Selected text:
* Begin *
The standard package for plotting is **"`matplotlib`"**, it is (unfortunately) not very intuitive, but once you get used to it, it works well.

The basic objects `matplotlib` uses are **"`figures`"** and **"`axes`"**.  

**`figure`** objects are the overall container for everything we want to plot.  An individual `figure` can have one plot on it, or many different ones.

Data is actually plotted onto an **`axes`** object, which is added to the `figure`.  The `axes` object is also responsible for the axes labels, the scalings (linear or logarithmic), the plot title, etc.

### 4a) Read and run the code below to produce a figure with an empty axes

**NOTE**: *if an image doesn't appear, and there is no error-message, try adding the line* "`%matplotlib inline`"  *to the top of your file (and run that cell).  If that still doesn't work, holler.*

### 4b) Use the "`ax.scatter()`" function to plot `masses` on the y-axis, versus `vels` on the x-axis.
* End *
Stored data:
* Begin *
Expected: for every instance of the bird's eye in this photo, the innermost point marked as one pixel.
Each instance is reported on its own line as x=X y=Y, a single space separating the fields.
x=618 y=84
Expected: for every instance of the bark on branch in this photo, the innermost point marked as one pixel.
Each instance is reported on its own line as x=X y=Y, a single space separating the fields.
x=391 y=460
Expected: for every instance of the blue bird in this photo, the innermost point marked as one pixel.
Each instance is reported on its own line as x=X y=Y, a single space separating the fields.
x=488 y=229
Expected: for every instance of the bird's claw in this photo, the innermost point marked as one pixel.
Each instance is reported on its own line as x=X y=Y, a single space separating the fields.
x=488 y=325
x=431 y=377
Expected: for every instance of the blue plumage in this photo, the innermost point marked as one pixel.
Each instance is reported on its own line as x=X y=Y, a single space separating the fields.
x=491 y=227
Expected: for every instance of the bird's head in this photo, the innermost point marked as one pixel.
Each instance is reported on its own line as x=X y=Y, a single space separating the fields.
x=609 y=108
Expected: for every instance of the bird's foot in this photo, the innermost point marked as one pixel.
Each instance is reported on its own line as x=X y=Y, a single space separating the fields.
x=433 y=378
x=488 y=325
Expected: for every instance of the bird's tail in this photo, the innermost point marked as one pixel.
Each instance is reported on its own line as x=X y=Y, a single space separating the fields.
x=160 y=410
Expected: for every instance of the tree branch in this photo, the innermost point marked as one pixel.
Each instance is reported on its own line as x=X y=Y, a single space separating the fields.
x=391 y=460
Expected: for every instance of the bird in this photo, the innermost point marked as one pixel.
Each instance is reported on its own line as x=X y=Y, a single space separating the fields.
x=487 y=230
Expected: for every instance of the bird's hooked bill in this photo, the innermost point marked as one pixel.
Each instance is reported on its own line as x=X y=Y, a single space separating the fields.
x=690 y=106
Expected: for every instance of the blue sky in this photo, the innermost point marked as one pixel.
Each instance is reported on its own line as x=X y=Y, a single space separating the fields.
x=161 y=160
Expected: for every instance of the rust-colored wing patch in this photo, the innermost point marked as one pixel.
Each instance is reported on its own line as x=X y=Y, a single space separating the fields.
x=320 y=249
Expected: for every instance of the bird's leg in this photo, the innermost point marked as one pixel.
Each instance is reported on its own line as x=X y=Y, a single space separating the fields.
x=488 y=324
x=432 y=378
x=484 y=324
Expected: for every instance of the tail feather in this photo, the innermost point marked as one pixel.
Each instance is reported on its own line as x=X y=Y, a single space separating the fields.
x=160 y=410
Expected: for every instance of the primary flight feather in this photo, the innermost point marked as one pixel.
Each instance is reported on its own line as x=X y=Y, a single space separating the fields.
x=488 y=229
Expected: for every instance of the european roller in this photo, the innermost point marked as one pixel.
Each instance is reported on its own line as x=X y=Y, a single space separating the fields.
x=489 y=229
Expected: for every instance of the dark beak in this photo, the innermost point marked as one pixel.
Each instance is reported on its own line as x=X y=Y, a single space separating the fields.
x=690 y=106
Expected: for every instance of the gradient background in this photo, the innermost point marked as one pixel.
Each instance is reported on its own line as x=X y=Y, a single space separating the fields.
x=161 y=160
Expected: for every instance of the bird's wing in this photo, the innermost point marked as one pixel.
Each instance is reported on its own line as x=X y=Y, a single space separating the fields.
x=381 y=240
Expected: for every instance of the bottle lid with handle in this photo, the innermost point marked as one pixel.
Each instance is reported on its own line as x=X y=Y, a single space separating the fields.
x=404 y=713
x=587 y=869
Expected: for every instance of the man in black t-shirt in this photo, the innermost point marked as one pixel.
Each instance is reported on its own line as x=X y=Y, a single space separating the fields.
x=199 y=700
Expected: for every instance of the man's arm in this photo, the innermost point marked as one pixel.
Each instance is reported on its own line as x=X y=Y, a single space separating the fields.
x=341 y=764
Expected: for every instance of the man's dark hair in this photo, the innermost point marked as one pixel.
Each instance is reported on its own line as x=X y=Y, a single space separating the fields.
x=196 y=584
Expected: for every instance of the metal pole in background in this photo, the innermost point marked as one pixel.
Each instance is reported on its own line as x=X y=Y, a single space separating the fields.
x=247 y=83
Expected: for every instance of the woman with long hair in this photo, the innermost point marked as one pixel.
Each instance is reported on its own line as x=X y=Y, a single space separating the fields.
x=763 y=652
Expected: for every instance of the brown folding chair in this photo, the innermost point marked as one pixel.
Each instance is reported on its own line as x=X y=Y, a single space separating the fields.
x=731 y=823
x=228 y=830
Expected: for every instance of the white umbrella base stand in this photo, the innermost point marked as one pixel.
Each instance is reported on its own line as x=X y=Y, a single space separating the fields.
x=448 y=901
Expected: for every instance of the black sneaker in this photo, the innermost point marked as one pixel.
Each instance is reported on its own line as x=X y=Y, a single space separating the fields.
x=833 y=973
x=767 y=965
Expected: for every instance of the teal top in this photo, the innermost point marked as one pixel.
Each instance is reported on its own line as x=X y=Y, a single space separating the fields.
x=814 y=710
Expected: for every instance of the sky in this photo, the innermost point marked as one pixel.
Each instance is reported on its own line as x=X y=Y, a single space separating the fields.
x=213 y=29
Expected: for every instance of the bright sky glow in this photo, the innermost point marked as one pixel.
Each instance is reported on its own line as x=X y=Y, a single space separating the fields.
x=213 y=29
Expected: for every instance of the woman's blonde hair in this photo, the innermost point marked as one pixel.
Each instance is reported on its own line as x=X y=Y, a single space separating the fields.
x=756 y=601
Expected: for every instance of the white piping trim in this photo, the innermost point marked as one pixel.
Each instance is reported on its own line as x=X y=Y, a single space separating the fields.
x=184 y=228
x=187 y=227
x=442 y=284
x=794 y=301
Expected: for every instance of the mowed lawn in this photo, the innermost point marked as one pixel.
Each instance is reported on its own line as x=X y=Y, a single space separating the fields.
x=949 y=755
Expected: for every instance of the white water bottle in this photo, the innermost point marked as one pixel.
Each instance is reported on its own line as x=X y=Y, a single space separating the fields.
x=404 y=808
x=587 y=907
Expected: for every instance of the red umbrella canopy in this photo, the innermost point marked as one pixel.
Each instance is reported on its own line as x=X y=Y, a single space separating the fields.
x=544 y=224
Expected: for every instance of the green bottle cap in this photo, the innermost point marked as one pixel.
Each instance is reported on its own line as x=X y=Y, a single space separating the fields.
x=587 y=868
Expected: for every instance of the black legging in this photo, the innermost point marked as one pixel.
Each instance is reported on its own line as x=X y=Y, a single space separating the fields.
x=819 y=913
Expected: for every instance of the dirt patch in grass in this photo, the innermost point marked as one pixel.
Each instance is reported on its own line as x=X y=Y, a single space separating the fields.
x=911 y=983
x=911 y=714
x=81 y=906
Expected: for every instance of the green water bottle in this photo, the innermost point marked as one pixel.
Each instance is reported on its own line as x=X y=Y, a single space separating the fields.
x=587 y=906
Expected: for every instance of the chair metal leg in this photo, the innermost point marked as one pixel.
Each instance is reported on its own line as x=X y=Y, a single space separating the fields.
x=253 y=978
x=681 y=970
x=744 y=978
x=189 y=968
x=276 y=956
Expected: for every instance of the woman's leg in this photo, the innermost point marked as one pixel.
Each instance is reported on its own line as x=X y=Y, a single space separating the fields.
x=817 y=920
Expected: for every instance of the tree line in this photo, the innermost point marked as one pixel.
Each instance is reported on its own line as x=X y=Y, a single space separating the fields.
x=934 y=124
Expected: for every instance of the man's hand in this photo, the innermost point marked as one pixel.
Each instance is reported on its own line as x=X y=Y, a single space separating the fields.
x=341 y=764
* End *
Task requirements:
**A.** In the matplotlib text, what kind of object is the overall container for everything to be plotted?
**B.** Copy the part of the matplotlib text that begins with the words "The basic objects" and ends with "on the x-axis.".
The listing is not needed here.

Solutions for each task:
**A.** Figure objects are the overall container.

**B.**
The basic objects `matplotlib` uses are **"`figures`"** and **"`axes`"**.  

**`figure`** objects are the overall container for everything we want to plot.  An individual `figure` can have one plot on it, or many different ones.

Data is actually plotted onto an **`axes`** object, which is added to the `figure`.  The `axes` object is also responsible for the axes labels, the scalings (linear or logarithmic), the plot title, etc.

### 4a) Read and run the code below to produce a figure with an empty axes

**NOTE**: *if an image doesn't appear, and there is no error-message, try adding the line* "`%matplotlib inline`"  *to the top of your file (and run that cell).  If that still doesn't work, holler.*

### 4b) Use the "`ax.scatter()`" function to plot `masses` on the y-axis, versus `vels` on the x-axis.